Task to complete: Could the lines from the one with "# test: for every instance of the orange" through the end of the listing be restated exactly, with nothing else included?
:: Record set ::
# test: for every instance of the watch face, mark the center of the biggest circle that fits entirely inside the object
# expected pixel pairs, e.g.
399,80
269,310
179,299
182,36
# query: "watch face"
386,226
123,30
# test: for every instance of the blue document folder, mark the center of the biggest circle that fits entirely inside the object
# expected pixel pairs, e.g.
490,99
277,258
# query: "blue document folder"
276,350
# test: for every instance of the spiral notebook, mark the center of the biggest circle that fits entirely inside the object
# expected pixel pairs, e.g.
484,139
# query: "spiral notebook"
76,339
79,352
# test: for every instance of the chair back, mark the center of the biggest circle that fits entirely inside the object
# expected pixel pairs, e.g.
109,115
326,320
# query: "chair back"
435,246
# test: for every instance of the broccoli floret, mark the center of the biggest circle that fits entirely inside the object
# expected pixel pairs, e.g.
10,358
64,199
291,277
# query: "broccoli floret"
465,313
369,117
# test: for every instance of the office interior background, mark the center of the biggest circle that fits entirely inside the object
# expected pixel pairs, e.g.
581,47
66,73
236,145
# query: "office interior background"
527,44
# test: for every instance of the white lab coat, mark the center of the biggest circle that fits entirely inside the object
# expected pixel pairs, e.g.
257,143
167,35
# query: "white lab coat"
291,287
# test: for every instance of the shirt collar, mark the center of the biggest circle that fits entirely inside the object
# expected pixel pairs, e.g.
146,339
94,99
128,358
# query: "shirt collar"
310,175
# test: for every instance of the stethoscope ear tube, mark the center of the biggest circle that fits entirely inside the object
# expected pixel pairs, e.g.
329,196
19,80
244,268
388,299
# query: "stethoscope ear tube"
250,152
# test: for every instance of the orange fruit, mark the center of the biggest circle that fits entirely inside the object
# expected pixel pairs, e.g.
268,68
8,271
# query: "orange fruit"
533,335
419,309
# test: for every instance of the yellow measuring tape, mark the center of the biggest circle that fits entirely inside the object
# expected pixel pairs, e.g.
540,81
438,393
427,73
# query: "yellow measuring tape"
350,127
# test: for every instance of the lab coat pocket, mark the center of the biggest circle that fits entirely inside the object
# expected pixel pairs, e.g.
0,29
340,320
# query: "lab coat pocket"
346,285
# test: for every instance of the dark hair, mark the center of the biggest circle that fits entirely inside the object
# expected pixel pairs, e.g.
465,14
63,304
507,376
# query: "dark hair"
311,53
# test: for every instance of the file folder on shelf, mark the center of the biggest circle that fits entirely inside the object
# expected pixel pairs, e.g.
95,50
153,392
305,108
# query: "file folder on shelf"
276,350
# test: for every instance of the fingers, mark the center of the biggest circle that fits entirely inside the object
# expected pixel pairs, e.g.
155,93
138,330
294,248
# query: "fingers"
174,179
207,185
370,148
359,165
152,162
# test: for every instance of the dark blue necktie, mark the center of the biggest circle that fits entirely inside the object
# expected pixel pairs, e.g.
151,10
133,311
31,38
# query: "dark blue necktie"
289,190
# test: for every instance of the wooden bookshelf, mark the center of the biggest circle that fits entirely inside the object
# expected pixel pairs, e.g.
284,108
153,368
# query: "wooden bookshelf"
:::
Finished task:
# test: for every instance of the orange fruit, mark the center of the biggest circle that fits entirely inside the object
# expected pixel pairs, e.g.
268,68
8,271
# query: "orange fruit"
533,335
419,309
# test: for every instance of the yellow measuring tape, mark the center of the biggest circle that fits entirely inside the object
# expected pixel pairs, e.g.
540,81
438,393
427,73
# query: "yellow measuring tape"
350,127
# test: for every instance of the lab coat pocket, mark the center of the biggest circle that fits entirely inside the object
# expected pixel pairs, e.g.
0,29
340,320
# query: "lab coat pocket"
346,285
# test: for every instance of the dark hair, mark the center of the biggest circle that fits entirely inside the object
# expected pixel pairs, e.g.
465,14
63,304
507,376
# query: "dark hair"
311,53
# test: for every instance of the file folder on shelf, mark the center of the biggest circle that fits entirely inside the object
# expected pixel pairs, e.g.
95,50
153,392
305,108
# query: "file folder on shelf"
276,350
# test: for every instance of the fingers, mark the center of the biggest circle that fits entirely inside the object
# expected pixel pairs, e.g.
155,93
138,330
294,248
# query: "fingers"
174,179
207,185
370,148
359,165
152,162
# test: for every instance of the dark blue necktie, mark the center of the biggest circle that fits entirely inside the object
# expected pixel pairs, e.g.
151,10
133,311
31,38
# query: "dark blue necktie"
289,190
# test: for every instance of the wooden bookshelf, mark the center of the biggest circle that fits entirely inside the object
# expected pixel pairs, e.g.
284,108
153,368
# query: "wooden bookshelf"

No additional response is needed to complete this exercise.